— start of Material to process —

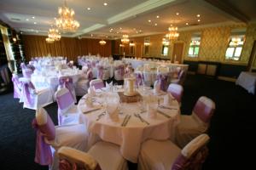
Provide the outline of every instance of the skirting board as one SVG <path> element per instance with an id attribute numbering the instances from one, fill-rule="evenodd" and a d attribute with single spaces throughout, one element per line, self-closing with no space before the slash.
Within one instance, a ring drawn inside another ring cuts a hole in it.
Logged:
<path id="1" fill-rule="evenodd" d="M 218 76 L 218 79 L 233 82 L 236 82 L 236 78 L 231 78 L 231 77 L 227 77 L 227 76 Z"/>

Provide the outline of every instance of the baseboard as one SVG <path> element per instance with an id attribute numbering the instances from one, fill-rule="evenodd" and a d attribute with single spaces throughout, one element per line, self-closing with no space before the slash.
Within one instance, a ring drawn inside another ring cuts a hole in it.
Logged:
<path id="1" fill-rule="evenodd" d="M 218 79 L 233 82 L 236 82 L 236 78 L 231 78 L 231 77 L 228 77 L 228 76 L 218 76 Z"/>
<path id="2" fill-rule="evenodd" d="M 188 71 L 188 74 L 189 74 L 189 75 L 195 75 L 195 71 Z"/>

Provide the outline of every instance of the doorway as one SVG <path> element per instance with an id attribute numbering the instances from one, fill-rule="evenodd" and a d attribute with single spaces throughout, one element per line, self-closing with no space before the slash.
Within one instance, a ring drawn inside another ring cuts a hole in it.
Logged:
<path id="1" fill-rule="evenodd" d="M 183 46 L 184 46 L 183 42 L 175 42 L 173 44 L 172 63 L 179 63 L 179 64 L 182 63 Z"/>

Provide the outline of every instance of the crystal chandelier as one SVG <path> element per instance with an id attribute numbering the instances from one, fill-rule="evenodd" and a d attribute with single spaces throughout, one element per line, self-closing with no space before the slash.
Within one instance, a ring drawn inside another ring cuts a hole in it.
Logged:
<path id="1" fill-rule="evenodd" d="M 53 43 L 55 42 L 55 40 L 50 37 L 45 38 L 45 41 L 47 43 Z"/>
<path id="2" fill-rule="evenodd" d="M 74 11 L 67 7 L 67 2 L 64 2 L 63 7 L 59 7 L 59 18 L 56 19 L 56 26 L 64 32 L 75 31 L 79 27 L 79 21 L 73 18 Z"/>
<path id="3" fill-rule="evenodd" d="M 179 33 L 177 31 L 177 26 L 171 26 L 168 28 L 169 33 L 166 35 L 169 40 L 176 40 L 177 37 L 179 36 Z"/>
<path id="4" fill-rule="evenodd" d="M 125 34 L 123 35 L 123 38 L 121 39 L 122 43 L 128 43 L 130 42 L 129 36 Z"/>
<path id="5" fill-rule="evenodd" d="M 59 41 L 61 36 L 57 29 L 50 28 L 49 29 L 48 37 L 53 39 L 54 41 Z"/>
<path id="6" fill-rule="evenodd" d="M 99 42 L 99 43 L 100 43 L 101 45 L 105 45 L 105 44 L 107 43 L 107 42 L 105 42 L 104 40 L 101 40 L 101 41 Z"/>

— end of Material to process —
— start of Material to process —

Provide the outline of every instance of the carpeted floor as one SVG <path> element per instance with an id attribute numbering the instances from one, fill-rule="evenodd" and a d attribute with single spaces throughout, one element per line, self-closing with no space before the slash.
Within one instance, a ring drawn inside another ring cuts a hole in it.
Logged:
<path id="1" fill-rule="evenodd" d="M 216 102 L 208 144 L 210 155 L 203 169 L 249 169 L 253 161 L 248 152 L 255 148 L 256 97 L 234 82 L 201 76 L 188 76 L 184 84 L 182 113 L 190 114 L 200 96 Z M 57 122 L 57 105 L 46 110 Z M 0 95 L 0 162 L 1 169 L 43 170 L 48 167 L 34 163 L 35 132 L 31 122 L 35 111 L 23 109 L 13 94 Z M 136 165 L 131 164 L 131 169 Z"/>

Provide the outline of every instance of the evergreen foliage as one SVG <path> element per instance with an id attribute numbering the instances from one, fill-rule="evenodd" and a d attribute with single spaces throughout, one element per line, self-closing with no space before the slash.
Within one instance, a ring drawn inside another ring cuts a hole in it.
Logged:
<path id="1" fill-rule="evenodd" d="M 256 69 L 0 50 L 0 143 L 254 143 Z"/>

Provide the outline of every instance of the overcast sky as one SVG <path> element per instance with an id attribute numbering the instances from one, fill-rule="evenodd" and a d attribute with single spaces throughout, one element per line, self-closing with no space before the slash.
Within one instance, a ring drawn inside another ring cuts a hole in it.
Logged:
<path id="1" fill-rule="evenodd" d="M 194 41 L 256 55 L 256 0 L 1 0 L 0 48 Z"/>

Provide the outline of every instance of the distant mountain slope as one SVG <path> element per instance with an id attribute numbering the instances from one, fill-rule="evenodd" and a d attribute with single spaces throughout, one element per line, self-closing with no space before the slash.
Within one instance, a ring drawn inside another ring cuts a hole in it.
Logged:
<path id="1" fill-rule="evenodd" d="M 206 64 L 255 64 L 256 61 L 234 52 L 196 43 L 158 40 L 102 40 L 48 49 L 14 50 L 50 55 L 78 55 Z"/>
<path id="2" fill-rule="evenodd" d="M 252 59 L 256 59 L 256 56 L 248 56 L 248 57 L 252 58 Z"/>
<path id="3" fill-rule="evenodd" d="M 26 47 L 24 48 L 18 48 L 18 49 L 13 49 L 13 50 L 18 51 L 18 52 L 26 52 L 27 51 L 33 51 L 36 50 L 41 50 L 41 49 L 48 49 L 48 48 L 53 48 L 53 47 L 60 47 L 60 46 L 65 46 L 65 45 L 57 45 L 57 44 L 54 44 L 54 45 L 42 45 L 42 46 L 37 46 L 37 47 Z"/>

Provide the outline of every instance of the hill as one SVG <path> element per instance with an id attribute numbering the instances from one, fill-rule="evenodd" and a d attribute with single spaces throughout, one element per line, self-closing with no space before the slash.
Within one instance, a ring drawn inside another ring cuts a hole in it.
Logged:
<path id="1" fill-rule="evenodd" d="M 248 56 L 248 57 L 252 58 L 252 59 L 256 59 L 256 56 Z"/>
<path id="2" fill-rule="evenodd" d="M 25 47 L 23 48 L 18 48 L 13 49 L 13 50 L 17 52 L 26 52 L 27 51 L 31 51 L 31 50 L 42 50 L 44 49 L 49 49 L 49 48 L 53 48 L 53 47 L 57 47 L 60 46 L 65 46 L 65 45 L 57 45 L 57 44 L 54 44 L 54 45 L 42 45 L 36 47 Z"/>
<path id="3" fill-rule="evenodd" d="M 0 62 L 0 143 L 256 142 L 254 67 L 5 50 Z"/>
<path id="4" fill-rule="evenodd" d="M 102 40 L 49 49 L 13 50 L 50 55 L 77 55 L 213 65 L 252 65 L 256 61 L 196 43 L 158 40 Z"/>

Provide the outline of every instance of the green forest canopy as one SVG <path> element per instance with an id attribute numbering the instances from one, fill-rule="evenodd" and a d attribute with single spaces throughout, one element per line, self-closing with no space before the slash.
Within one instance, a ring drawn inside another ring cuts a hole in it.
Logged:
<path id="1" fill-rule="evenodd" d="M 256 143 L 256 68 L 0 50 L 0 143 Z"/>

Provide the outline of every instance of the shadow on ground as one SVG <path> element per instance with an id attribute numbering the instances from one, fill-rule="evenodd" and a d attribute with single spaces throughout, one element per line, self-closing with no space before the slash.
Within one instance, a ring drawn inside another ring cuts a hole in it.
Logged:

— end of Material to process —
— start of Material to process —

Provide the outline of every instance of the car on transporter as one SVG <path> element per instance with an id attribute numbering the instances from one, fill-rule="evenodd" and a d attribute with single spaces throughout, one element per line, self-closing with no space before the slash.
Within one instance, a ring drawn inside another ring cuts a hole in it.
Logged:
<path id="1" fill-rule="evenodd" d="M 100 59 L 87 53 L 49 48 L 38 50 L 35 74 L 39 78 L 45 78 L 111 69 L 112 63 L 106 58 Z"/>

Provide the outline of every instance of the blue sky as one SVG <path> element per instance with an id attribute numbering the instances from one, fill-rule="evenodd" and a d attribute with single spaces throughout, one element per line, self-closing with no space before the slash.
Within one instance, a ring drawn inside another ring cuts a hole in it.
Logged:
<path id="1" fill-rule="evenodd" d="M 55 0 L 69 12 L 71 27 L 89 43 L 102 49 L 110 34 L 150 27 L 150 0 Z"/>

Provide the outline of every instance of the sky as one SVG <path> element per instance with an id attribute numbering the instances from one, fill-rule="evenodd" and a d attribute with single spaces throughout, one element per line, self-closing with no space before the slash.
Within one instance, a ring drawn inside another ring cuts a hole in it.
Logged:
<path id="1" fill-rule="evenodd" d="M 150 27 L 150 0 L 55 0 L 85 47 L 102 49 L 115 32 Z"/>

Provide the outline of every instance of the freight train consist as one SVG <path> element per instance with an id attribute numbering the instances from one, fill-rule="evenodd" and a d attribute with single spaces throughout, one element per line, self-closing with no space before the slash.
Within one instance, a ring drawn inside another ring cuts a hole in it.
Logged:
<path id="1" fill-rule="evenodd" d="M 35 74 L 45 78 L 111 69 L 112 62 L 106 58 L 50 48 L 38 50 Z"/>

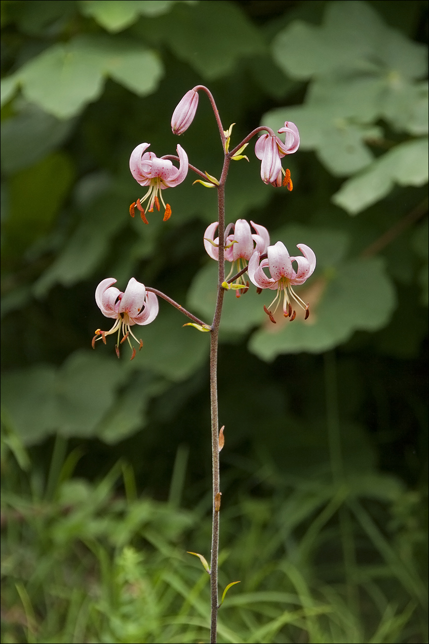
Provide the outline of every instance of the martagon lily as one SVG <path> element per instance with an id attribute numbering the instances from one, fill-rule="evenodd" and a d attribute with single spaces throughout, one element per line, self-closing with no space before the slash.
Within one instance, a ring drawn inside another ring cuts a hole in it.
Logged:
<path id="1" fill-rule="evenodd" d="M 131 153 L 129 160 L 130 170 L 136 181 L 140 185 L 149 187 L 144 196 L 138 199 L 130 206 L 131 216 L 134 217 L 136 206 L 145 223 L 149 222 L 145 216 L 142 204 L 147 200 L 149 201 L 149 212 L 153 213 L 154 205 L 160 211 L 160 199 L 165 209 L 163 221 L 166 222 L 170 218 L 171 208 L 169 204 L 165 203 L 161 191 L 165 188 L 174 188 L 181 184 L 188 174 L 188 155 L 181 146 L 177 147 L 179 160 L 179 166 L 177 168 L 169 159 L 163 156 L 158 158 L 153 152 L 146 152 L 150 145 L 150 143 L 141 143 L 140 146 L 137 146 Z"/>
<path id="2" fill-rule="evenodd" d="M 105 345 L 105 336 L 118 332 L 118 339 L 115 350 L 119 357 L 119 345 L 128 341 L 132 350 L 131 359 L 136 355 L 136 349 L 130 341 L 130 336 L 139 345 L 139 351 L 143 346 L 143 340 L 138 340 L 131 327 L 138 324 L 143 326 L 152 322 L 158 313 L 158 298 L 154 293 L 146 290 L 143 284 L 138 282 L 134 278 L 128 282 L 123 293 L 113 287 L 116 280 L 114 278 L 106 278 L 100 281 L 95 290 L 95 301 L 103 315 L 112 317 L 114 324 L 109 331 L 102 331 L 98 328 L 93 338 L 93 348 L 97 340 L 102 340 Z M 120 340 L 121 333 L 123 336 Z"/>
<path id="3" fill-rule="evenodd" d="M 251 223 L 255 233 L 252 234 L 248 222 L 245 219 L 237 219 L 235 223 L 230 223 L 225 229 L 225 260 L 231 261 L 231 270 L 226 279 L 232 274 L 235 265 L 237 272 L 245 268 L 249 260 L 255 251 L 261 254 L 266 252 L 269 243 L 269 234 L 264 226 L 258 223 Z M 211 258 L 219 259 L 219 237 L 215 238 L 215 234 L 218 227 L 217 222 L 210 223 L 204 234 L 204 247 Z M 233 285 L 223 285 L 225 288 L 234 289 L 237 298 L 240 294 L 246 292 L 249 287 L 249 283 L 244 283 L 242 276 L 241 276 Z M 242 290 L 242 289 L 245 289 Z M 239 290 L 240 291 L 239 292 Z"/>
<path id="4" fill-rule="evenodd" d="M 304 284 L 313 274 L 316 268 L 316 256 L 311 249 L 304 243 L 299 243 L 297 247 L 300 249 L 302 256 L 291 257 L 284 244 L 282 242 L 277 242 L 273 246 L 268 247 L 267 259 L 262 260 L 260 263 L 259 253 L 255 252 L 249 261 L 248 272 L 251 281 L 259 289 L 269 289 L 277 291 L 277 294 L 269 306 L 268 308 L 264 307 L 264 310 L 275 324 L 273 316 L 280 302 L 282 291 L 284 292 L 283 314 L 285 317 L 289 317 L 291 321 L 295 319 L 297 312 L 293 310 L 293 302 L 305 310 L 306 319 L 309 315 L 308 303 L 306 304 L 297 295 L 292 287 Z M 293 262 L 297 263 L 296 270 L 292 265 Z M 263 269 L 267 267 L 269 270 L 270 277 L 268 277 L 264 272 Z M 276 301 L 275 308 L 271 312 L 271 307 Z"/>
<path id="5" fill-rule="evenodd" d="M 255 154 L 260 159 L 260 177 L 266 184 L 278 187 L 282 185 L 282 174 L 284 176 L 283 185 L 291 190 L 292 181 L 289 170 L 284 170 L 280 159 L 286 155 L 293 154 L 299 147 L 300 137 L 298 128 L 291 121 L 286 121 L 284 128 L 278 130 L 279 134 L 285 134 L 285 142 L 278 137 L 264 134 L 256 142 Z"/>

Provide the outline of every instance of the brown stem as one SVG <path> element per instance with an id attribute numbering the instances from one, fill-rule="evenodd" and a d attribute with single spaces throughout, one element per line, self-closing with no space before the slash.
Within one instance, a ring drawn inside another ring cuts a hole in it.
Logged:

— end of Material to process —

- _Task statement_: Pull out every line of the records above that contains the string "train", treating uppercase and lowercase letters as different.

- _Completed exercise_:
Provide the outline of every instance of the freight train consist as one SVG <path> element per instance with an id attribute numbering the instances from one, fill-rule="evenodd" and a d attribute with single spaces throughout, one element per line, self-closing with no space before the slash.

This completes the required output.